::: RECORDS FOR THIS EXERCISE

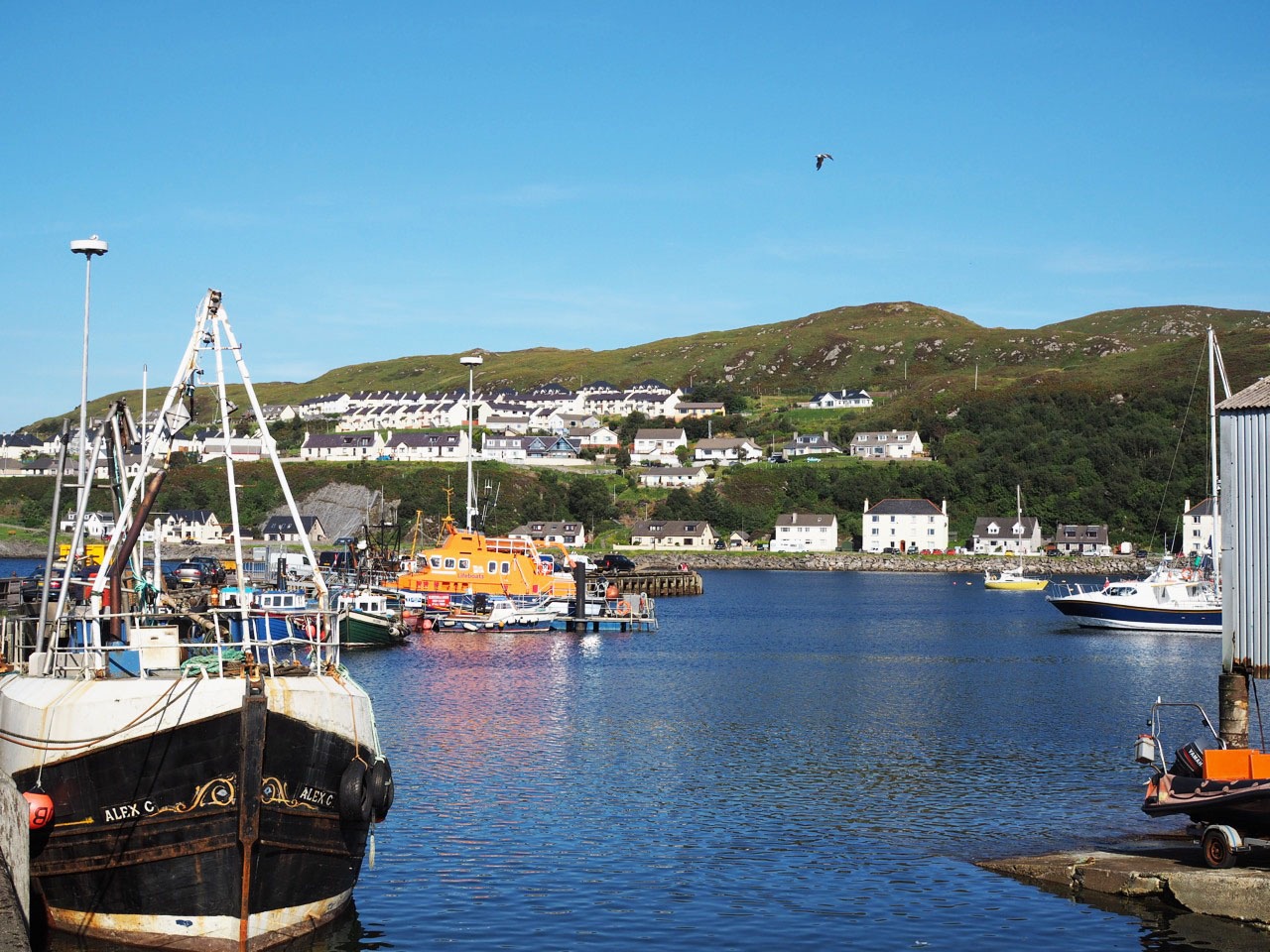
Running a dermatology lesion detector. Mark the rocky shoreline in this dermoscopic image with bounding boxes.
[0,542,1156,577]
[0,542,1156,577]
[623,549,1155,577]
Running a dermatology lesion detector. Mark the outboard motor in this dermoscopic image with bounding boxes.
[1169,743,1204,776]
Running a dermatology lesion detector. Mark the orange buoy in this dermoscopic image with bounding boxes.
[22,789,54,830]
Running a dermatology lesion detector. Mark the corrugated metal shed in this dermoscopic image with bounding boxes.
[1216,377,1270,678]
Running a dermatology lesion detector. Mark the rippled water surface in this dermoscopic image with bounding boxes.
[32,571,1252,952]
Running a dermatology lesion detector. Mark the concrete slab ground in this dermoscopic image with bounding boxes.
[979,837,1270,949]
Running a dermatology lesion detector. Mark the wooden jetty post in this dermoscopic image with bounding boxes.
[607,568,704,598]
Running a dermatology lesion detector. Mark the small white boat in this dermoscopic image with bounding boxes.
[983,486,1049,591]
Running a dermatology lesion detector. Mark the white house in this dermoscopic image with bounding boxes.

::::::

WHAT THE TASK ASKS: Rewrite all the records above, changing every "dermoscopic image" to "photograph" and leaving the rest of the text as it is, and leave the pictures out of your answer.

TASK RESULT:
Running a dermatology lesion detector. Mark the rocky shoreline in this photograph with bounding boxes.
[0,542,1156,577]
[0,542,1156,577]
[623,549,1155,577]
Running a dermatology lesion detector. Mark the outboard motor in this photograph with bounding boxes.
[1169,743,1204,776]
Running a dermatology lesion detector. Mark the orange buoy in this photograph with bounding boxes.
[22,789,54,830]
Running a dermatology lesion detector. Mark the corrugated metal shed in this photograph with bounding boxes.
[1216,377,1270,678]
Running a dermatology lesion detector. Mark the rippled water surface in this photograph with bounding boxes.
[32,571,1252,952]
Running a dermatology lesion detector. Mark the concrete slab ground in this photograph with bounding boxes.
[979,837,1270,949]
Running a dermatology lesion detector. Mark the wooden jetty post in this photograph with bounding boxes.
[607,568,704,598]
Running a dermatology lesion detector. Mark the small white boat in this photograph with bounding boxes.
[983,486,1049,591]
Running a dermatology lesion detector. Mark the white house in this photograph with bounding boxes.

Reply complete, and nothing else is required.